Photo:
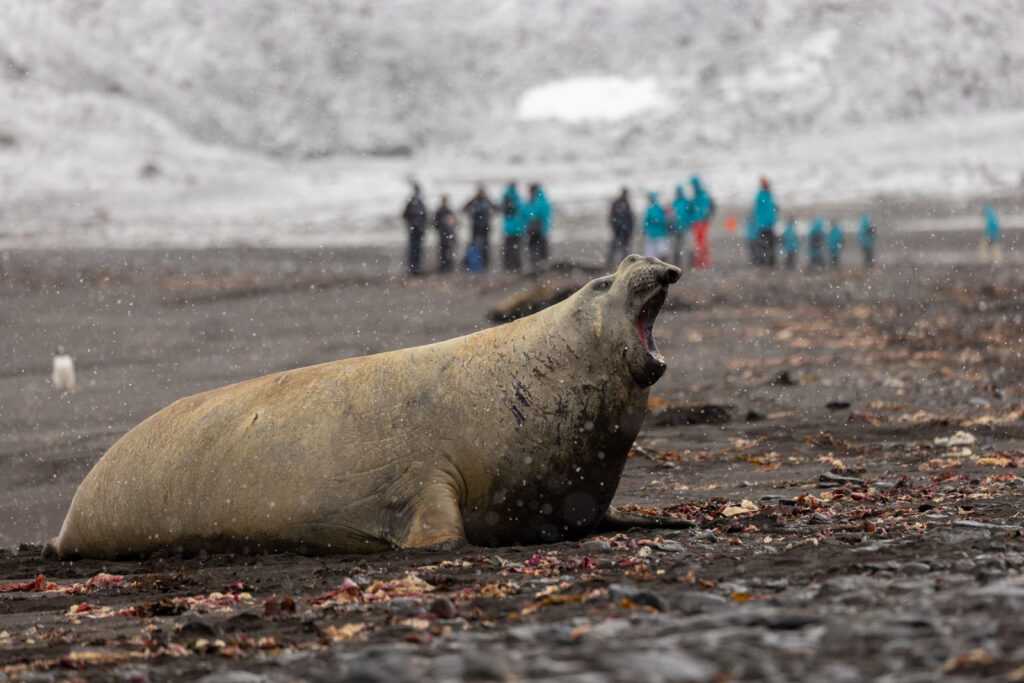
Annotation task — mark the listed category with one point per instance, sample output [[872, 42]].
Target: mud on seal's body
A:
[[513, 434]]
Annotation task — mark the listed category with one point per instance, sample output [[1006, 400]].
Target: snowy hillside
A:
[[838, 99]]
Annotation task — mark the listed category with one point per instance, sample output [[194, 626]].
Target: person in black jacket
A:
[[415, 216], [479, 209], [622, 228], [444, 222]]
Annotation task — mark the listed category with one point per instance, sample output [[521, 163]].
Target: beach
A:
[[848, 443]]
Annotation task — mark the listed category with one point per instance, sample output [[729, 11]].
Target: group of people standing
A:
[[764, 245], [529, 219], [666, 228]]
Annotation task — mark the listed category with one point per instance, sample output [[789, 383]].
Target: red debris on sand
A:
[[349, 591], [102, 581], [37, 586]]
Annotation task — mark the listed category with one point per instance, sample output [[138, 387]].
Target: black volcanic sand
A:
[[840, 536]]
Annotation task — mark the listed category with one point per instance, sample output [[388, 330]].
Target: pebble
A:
[[636, 595], [404, 605], [194, 626], [443, 607], [233, 677], [832, 476], [970, 523], [595, 546], [695, 600], [668, 547]]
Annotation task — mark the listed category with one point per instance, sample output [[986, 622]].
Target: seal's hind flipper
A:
[[616, 520], [435, 522], [50, 551]]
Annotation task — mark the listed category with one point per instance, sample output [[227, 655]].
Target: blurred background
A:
[[267, 123]]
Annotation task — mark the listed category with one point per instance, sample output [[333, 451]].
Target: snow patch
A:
[[590, 98]]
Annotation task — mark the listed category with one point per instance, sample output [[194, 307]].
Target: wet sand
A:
[[837, 537]]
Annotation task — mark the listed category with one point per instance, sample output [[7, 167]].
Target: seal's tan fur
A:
[[516, 433]]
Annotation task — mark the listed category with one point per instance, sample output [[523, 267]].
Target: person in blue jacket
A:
[[752, 240], [765, 215], [680, 225], [791, 243], [991, 250], [866, 237], [816, 243], [538, 215], [655, 228], [701, 210], [514, 224], [836, 244]]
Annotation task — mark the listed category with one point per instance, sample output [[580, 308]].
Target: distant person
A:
[[479, 209], [836, 241], [991, 248], [791, 244], [753, 248], [444, 222], [680, 225], [701, 209], [514, 225], [621, 218], [655, 229], [538, 214], [415, 216], [816, 244], [866, 238], [765, 215]]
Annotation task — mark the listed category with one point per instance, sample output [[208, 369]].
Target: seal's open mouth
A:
[[645, 323]]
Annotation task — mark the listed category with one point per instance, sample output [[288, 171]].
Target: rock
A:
[[487, 666], [689, 414], [668, 547], [595, 546], [636, 595], [960, 438], [233, 677], [246, 622], [697, 601], [656, 666], [193, 626], [970, 523], [840, 478], [443, 607], [406, 606]]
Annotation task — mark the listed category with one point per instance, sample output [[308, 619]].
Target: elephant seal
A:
[[515, 434]]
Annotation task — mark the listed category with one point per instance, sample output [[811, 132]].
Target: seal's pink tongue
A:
[[642, 328]]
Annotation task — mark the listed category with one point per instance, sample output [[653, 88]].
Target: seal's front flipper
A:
[[616, 520], [435, 522]]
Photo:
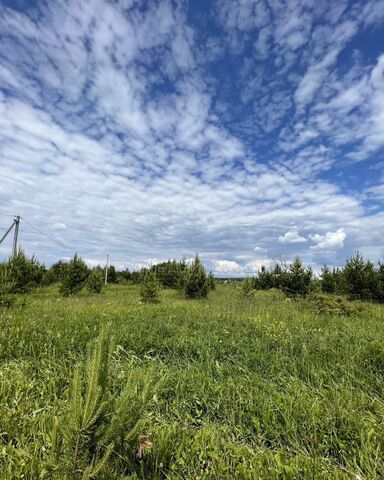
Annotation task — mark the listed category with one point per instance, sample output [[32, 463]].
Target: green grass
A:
★ ★ ★ ★
## EXERCISE BRIEF
Each line in the data that holds the word "black" must be copied.

## ANSWER BOX
Target: person in black jacket
Target: black volcanic sand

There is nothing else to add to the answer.